-- BEGIN RECORDS --

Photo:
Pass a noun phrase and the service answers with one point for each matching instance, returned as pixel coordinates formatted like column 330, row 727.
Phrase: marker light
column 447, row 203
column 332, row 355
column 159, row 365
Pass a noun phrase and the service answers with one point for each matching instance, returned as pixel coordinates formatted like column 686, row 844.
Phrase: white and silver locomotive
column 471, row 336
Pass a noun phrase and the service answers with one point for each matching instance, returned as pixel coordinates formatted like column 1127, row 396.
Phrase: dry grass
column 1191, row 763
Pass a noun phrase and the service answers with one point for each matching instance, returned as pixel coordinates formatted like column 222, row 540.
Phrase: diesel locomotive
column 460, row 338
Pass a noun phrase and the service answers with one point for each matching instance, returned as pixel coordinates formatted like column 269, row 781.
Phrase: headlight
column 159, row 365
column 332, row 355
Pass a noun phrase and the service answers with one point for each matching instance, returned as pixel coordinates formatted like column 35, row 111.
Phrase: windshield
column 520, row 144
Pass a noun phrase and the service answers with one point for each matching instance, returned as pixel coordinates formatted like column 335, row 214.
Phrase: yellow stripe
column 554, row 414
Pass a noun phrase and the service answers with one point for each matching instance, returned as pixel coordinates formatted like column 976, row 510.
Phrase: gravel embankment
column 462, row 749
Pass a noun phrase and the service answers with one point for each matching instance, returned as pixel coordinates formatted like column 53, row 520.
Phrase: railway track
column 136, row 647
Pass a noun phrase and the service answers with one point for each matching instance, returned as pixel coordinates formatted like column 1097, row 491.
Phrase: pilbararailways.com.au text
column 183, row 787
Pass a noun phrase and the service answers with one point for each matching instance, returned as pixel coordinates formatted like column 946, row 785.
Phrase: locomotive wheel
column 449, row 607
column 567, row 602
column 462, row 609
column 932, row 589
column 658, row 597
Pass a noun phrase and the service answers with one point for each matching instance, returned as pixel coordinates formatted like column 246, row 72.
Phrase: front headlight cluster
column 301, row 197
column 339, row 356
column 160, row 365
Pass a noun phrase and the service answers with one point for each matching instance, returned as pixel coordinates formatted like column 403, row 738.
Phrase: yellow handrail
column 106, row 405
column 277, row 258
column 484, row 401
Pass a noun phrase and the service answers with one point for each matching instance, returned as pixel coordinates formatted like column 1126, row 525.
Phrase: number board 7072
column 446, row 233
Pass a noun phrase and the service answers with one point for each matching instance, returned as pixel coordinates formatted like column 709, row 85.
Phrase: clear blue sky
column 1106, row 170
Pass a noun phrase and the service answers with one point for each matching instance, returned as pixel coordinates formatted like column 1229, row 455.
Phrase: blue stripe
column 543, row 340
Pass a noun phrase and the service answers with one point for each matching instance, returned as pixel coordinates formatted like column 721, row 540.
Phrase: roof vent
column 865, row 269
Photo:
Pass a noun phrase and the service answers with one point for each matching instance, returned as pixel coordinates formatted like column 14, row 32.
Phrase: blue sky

-- END RECORDS --

PROBLEM: Rewrite every line of the records above as a numbered list, leaving out any blank lines.

REPLY TO THE TASK:
1. Photo:
2. Pass a noun phrase and the service answers with one point for each matching instance, returned as pixel coordinates formatted like column 330, row 727.
3. Phrase: marker light
4. column 447, row 203
5. column 332, row 355
6. column 159, row 365
7. Pass a noun phrase and the service answers with one point for each matching instance, returned as pixel coordinates formatted like column 686, row 844.
8. Phrase: white and silver locomotive
9. column 471, row 336
10. Pass a noun phrase and the service answers with one point for each matching instance, returned as pixel coordinates formatted like column 1127, row 396.
11. Phrase: dry grass
12. column 1191, row 763
13. Pass a noun phrase and the service answers with one point for each matching instance, returned as pixel coordinates formatted like column 222, row 540.
14. Phrase: diesel locomotive
15. column 460, row 338
16. Pass a noun phrase and the service answers with one point for each matching instance, returned as pixel coordinates formatted like column 269, row 781.
17. Phrase: headlight
18. column 159, row 365
19. column 332, row 355
20. Pass a noun phrase and the service answers with one point for each matching instance, returned as pixel coordinates formatted like column 35, row 111.
21. Phrase: windshield
22. column 520, row 144
23. Pass a noun phrase and the service answers with one point for each matching instance, returned as pixel coordinates formatted like column 335, row 214.
24. Phrase: yellow stripe
25. column 554, row 414
26. Pass a noun phrase and the service answers with one point for each matching instance, returned as pixel coordinates formatted like column 976, row 510.
27. Phrase: gravel embankment
28. column 462, row 749
29. Pass a noun phrase and the service answers with one point for each matching instance, returned as pixel coordinates formatted like column 53, row 520.
30. Phrase: railway track
31. column 136, row 647
32. Pass a noun phrase and the service answers with one point for each matching instance, returned as pixel coordinates formatted like column 1097, row 491.
33. Phrase: pilbararailways.com.au text
34. column 183, row 787
35. Pass a noun phrase and the service answers with one point for each matching instance, returned as pixel coordinates formatted like column 946, row 785.
36. Phrase: locomotive wheel
37. column 449, row 607
38. column 567, row 602
39. column 462, row 609
40. column 932, row 589
41. column 658, row 597
42. Pass a noun phrase and the service answers with one point for each matching instance, returned as pixel coordinates formatted like column 246, row 72.
43. Phrase: front headlight cluster
44. column 301, row 197
45. column 339, row 356
46. column 160, row 365
47. Pass a noun phrase and the service answers with one point for each matching instance, returned as pixel coordinates formatted like column 403, row 738.
48. Phrase: yellow handrail
49. column 106, row 405
50. column 277, row 258
51. column 484, row 401
52. Pass a noun phrase and the service answers with one point for each matching instance, returned as pixel coordinates formatted like column 1126, row 525.
53. Phrase: number board 7072
54. column 446, row 233
55. Pass a noun phrase and the service answers with one point for each matching instance, returned as pixel coordinates formatted like column 709, row 85.
56. Phrase: clear blue sky
57. column 1106, row 170
58. Pass a noun phrase and the service answers with one point for each matching instance, returned as pixel coordinates formatted like column 1229, row 455.
59. Phrase: blue stripe
60. column 543, row 340
61. Pass a noun phrase and the service answers with one point for each matching instance, returned as pixel coordinates formatted like column 721, row 540.
62. Phrase: roof vent
63. column 865, row 269
64. Photo:
65. Pass a noun phrase and the service answers with one point for each matching instance, returned as pixel coordinates formatted like column 14, row 32.
66. Phrase: blue sky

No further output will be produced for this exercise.